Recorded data
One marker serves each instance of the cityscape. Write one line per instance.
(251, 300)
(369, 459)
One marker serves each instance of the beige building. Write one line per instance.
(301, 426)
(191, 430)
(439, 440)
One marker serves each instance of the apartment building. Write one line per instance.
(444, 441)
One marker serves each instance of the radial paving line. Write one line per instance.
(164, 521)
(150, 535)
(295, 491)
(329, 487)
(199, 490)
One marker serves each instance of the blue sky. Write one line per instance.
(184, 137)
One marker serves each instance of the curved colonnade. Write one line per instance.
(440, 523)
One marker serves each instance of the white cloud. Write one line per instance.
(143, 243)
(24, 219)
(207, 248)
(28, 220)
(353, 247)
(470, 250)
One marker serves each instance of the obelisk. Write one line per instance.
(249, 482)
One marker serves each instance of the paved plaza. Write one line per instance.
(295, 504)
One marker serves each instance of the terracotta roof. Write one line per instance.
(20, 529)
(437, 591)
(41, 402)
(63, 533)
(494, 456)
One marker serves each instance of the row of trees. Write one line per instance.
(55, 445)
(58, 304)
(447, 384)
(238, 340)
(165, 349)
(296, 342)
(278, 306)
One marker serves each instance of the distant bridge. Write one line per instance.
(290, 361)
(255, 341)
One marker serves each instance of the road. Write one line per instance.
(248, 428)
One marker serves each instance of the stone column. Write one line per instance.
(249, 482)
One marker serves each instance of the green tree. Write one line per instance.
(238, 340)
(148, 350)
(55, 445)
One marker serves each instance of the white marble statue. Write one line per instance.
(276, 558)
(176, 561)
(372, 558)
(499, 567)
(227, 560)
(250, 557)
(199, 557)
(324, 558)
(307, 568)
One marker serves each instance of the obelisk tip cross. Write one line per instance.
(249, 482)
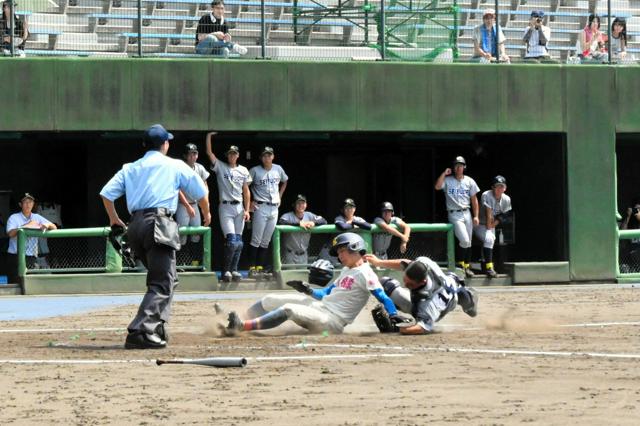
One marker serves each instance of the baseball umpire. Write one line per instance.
(460, 194)
(429, 294)
(495, 210)
(233, 189)
(151, 186)
(328, 309)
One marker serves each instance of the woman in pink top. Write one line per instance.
(592, 41)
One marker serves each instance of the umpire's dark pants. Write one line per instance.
(160, 261)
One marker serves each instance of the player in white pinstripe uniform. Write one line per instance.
(233, 188)
(269, 182)
(460, 194)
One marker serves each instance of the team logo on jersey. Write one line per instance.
(233, 178)
(346, 283)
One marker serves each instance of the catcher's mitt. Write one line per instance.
(383, 321)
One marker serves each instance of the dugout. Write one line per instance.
(69, 168)
(95, 97)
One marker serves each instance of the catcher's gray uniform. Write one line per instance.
(382, 241)
(430, 303)
(488, 236)
(265, 189)
(458, 195)
(182, 216)
(230, 182)
(295, 244)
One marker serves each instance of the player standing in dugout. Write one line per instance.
(460, 195)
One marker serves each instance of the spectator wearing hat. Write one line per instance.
(151, 186)
(484, 39)
(212, 33)
(28, 220)
(268, 183)
(20, 31)
(536, 37)
(388, 222)
(348, 220)
(294, 245)
(188, 213)
(235, 201)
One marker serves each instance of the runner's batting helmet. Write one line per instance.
(321, 272)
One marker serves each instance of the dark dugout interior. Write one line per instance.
(627, 154)
(70, 169)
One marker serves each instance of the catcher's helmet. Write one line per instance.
(353, 242)
(321, 272)
(499, 180)
(190, 148)
(386, 206)
(459, 160)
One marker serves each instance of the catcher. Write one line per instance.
(327, 309)
(429, 294)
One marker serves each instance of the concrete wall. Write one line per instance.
(587, 103)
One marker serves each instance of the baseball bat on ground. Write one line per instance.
(210, 362)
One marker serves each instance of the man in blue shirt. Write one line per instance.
(151, 185)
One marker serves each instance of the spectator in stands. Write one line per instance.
(212, 34)
(592, 41)
(28, 220)
(619, 38)
(484, 39)
(20, 32)
(295, 244)
(536, 36)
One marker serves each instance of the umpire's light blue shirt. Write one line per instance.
(154, 181)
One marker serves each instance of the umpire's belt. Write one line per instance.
(156, 210)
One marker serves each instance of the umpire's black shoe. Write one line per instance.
(144, 341)
(162, 332)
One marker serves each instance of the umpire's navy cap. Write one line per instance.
(157, 133)
(499, 180)
(349, 202)
(27, 195)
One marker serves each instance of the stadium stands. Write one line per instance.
(110, 27)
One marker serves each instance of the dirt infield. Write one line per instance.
(544, 356)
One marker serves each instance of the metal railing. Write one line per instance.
(445, 248)
(90, 251)
(321, 30)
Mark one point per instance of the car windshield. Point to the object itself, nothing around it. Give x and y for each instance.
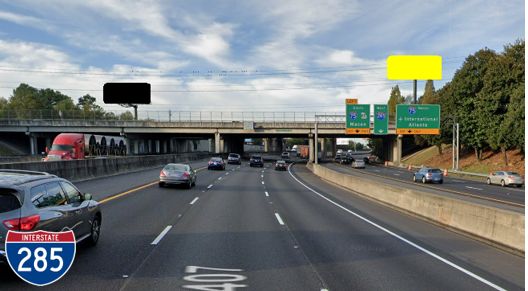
(177, 167)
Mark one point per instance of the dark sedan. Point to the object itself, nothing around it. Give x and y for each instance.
(178, 174)
(216, 163)
(281, 166)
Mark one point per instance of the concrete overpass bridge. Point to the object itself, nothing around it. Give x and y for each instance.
(166, 131)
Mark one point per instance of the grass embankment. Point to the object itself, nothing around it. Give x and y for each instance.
(491, 161)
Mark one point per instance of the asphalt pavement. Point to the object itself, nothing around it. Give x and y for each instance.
(494, 195)
(260, 229)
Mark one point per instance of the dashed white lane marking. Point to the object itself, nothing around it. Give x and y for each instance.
(474, 188)
(161, 235)
(279, 219)
(467, 272)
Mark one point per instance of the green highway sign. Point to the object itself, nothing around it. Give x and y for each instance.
(417, 119)
(357, 118)
(381, 119)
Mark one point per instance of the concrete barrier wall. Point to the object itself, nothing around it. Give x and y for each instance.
(91, 168)
(493, 224)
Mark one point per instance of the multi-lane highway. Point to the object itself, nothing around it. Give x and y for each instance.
(507, 196)
(259, 229)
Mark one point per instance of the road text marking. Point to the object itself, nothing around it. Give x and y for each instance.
(279, 219)
(161, 235)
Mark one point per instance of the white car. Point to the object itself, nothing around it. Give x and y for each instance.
(358, 163)
(505, 178)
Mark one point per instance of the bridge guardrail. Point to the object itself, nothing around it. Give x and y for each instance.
(174, 116)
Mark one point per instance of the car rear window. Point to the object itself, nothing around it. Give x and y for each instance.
(8, 200)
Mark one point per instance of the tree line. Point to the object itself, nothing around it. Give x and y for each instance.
(485, 96)
(29, 102)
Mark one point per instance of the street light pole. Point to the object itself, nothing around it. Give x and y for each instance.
(316, 144)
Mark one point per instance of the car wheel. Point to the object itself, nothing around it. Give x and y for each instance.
(95, 231)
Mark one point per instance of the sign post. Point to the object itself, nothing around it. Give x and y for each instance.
(417, 119)
(381, 119)
(357, 118)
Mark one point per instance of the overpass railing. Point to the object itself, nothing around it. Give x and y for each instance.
(174, 116)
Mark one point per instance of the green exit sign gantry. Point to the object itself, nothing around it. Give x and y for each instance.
(417, 119)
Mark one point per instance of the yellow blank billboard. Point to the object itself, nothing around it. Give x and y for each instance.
(409, 67)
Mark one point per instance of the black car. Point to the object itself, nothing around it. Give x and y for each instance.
(281, 165)
(234, 159)
(32, 201)
(216, 163)
(256, 161)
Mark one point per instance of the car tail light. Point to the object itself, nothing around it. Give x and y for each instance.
(23, 223)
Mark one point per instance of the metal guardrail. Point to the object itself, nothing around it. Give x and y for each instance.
(175, 116)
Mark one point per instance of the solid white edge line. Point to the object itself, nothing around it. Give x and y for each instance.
(474, 188)
(467, 272)
(161, 235)
(279, 219)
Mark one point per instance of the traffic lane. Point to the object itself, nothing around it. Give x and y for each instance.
(103, 187)
(434, 189)
(456, 184)
(352, 254)
(232, 226)
(129, 225)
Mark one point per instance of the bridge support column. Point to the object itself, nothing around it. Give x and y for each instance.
(397, 150)
(311, 149)
(217, 143)
(266, 144)
(33, 144)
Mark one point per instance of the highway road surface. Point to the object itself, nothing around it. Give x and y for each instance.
(462, 187)
(259, 229)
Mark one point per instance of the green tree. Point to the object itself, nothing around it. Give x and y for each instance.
(394, 99)
(502, 82)
(467, 82)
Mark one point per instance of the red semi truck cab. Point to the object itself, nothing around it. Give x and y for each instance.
(66, 146)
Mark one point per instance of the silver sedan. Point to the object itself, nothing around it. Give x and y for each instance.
(505, 178)
(177, 174)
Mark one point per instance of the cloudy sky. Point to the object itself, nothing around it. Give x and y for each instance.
(272, 55)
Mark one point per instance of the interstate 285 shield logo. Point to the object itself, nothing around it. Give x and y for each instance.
(40, 257)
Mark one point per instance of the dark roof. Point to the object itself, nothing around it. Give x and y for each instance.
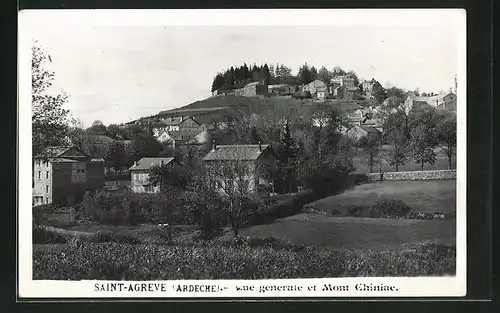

* Problem description *
Only the lines from the line with "Mark one point per instance of the black" through the end of the records belong in your copy. Repeat them exactly, without pictures.

* Task output *
Mark one point per instance of the black car. Point to the object itself, nothing around it. Give x and y for each instance.
(281, 165)
(234, 159)
(32, 201)
(216, 163)
(256, 161)
Mark one point per instance of the car tail light. Point to the object itself, nothing around it. Give x and y for each instance.
(23, 223)
Mark one point per instance of the metal guardrail. Point to the object itself, nothing around it. Give x and y for each instance.
(175, 116)
Mark one point per instance of the solid white edge line. Point to the object itself, nothing around it. Give x and y for each instance.
(474, 188)
(467, 272)
(161, 235)
(279, 219)
Mark one point per instance of the traffic lane. Point to the object itself, nothing around it. Give x and y for each instance.
(103, 187)
(434, 189)
(456, 184)
(352, 254)
(232, 226)
(129, 225)
Mark one point per instance of the bridge support column. Point to the object itself, nothing around it. Give x and y for each instance.
(397, 150)
(311, 149)
(217, 143)
(266, 144)
(33, 144)
Mark one point per instance of the highway road surface. Point to the object itself, nothing around it. Give x and y for each instance.
(462, 187)
(259, 229)
Mark one point per instance of the green tree. Point to the object itself, nothing around it. Give x and y for each instance.
(394, 99)
(502, 82)
(467, 82)
Mark one point per instance of the red semi truck cab. Point to the object itself, nothing around it. Give x and y for each instance.
(66, 146)
Mark one point per instance of the silver sedan. Point to the object itself, nothing around it. Give x and y for each instance.
(505, 178)
(177, 174)
Mark one point per instance of the cloudy sky. Point to the object itself, nothing around it. Give x and y for each instance.
(272, 55)
Mark one point per instance of the interstate 285 shield logo. Point to the object itself, nothing around it. Give x and y for each instance.
(40, 257)
Mark one point per instance of the dark roof. Point to the object itself, nothing around it. Give x and y for each instance.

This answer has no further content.